To be done: Collect every line in the rows below that contains the word "ground" and copy each one unchanged.

Region outline entries:
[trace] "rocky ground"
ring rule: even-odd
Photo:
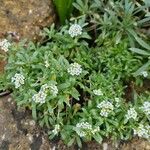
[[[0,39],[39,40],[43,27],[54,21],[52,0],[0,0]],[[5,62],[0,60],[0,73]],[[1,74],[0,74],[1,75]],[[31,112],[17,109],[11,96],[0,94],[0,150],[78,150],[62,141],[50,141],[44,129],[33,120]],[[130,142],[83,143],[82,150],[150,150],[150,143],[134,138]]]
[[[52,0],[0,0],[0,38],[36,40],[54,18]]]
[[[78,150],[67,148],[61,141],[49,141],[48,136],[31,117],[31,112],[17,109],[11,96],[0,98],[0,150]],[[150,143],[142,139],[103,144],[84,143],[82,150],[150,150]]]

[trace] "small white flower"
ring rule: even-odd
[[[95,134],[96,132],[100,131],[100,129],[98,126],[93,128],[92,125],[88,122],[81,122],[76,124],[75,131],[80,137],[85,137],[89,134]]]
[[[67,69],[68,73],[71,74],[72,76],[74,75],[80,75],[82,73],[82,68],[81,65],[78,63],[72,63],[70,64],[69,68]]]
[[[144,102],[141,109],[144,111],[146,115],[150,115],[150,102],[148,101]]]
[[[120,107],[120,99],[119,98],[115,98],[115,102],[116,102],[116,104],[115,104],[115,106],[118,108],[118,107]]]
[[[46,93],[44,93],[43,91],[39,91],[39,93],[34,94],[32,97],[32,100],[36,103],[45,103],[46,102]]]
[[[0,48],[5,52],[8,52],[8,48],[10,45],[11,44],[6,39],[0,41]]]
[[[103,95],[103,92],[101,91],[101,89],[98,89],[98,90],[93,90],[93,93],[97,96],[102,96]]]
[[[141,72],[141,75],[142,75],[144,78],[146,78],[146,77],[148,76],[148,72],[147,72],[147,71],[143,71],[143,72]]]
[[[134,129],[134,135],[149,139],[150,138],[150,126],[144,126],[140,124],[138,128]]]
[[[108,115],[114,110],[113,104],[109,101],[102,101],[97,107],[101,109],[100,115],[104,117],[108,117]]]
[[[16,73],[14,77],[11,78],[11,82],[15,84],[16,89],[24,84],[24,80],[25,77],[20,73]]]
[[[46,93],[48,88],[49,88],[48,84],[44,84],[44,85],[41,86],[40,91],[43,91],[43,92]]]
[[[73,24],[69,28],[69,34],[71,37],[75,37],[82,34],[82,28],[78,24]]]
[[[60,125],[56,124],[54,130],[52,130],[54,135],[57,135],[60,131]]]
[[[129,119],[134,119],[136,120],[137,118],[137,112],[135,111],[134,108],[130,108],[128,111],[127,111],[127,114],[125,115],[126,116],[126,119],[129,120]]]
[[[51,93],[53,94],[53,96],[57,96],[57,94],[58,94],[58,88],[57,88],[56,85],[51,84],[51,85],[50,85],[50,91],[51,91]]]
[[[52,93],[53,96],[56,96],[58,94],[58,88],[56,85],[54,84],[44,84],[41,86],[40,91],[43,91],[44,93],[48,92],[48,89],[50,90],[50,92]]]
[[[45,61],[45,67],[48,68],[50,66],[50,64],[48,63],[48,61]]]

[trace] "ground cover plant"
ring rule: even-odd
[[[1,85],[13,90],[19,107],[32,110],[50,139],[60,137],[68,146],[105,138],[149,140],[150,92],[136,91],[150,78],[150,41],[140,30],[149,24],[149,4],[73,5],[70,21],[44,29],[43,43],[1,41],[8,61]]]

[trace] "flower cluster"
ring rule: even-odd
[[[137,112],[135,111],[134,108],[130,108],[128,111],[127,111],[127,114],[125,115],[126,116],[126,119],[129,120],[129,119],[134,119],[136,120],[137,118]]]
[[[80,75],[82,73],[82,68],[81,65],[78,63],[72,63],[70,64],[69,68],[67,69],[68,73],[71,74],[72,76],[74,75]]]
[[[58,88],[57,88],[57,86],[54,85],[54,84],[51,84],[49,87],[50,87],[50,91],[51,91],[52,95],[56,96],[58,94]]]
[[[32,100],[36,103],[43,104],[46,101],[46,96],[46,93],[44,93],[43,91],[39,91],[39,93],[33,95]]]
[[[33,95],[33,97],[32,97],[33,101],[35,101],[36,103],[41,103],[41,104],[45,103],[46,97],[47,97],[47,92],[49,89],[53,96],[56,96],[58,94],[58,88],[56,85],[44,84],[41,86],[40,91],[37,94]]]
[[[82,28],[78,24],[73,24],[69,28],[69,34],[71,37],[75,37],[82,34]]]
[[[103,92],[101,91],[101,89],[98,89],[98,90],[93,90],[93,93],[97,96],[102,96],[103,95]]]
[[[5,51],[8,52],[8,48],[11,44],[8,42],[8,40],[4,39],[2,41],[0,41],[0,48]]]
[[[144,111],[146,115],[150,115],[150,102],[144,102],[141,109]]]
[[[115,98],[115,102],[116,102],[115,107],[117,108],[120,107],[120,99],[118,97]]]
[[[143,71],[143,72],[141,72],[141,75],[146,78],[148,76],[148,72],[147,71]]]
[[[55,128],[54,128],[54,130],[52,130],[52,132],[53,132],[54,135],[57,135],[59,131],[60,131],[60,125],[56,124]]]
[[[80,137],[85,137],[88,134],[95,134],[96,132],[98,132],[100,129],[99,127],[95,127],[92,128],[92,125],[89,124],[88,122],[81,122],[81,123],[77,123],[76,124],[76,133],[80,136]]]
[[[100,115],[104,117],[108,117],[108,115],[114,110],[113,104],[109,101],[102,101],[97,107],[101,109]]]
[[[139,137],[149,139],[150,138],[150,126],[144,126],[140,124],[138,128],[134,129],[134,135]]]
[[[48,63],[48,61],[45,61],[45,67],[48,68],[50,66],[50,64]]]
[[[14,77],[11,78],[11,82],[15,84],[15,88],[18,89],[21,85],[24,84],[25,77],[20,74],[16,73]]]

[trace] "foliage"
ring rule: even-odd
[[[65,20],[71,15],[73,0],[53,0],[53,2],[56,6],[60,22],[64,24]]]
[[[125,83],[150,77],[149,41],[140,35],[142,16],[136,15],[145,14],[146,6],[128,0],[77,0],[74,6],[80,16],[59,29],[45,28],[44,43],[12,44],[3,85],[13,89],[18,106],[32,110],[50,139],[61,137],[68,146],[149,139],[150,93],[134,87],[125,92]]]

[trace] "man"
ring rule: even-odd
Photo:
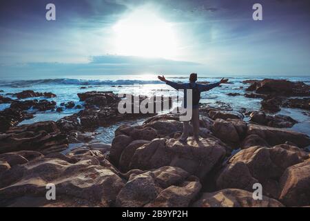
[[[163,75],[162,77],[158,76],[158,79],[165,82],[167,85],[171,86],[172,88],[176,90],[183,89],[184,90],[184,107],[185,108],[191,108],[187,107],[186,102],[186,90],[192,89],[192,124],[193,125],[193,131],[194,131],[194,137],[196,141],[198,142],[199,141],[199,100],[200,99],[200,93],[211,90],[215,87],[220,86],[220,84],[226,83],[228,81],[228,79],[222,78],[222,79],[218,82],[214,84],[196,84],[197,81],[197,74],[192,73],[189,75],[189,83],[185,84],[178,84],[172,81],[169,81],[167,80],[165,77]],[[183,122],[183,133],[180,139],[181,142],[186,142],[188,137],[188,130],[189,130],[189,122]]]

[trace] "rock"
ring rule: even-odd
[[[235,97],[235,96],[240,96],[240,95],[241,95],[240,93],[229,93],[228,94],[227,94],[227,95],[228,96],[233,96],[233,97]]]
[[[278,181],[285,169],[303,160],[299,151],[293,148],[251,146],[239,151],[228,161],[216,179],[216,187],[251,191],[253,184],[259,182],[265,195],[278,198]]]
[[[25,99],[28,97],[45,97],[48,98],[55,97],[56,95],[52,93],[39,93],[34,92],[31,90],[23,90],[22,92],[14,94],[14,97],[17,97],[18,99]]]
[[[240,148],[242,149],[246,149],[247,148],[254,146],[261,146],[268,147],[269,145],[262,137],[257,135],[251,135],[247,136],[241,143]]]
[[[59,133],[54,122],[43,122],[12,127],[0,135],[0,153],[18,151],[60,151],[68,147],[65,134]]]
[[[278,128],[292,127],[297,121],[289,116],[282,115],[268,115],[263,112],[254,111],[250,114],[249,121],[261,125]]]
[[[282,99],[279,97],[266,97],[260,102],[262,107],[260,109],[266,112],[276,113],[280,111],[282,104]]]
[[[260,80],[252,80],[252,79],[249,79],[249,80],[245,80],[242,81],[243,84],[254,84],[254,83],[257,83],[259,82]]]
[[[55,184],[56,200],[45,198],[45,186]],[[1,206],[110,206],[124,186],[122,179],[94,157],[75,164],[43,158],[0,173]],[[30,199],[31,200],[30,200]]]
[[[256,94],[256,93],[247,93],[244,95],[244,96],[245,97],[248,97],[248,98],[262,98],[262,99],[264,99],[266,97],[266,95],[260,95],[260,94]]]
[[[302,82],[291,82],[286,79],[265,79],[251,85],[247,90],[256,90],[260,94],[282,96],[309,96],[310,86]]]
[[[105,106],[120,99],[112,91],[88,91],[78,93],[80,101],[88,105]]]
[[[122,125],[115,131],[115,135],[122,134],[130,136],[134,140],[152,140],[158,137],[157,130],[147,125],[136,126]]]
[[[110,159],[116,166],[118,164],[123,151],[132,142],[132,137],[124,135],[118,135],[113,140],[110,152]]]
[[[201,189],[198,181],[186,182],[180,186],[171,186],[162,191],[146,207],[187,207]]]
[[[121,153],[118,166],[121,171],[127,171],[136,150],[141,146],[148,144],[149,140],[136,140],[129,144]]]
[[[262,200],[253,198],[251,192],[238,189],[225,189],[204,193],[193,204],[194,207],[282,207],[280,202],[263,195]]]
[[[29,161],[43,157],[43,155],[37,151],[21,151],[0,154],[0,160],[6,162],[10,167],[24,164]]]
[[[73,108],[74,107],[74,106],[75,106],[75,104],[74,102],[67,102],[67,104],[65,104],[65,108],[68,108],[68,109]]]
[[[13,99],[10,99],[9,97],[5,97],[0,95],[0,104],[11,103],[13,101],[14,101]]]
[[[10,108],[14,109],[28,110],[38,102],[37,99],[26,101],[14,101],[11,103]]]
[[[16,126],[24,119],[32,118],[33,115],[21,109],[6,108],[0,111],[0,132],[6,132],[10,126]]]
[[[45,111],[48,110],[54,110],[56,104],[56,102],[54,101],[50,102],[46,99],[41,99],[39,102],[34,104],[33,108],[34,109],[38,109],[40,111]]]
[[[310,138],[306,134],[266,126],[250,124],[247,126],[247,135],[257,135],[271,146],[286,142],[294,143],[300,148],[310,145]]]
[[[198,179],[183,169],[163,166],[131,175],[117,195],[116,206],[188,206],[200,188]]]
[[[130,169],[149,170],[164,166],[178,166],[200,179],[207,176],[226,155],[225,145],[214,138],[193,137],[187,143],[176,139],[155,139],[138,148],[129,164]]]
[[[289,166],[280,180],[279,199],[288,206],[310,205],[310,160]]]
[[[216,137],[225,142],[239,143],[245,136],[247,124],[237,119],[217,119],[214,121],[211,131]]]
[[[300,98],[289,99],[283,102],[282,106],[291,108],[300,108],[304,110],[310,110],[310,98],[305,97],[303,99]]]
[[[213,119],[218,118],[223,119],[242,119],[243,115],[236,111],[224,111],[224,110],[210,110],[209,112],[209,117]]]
* * *
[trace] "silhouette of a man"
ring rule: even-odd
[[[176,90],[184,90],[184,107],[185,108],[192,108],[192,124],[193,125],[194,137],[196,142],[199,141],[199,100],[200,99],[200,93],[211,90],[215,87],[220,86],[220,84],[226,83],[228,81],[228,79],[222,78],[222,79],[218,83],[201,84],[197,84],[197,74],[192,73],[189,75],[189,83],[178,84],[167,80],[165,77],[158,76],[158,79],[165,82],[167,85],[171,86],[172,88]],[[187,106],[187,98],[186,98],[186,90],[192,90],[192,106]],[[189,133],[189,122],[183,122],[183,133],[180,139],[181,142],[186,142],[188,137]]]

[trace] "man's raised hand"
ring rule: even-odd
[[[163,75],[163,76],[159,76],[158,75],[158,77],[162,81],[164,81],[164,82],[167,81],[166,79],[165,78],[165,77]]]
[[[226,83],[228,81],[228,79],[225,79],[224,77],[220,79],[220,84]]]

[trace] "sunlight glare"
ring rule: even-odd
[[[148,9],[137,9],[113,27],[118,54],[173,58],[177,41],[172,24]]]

Expected output:
[trace] "rocky ground"
[trace] "ground cover plant"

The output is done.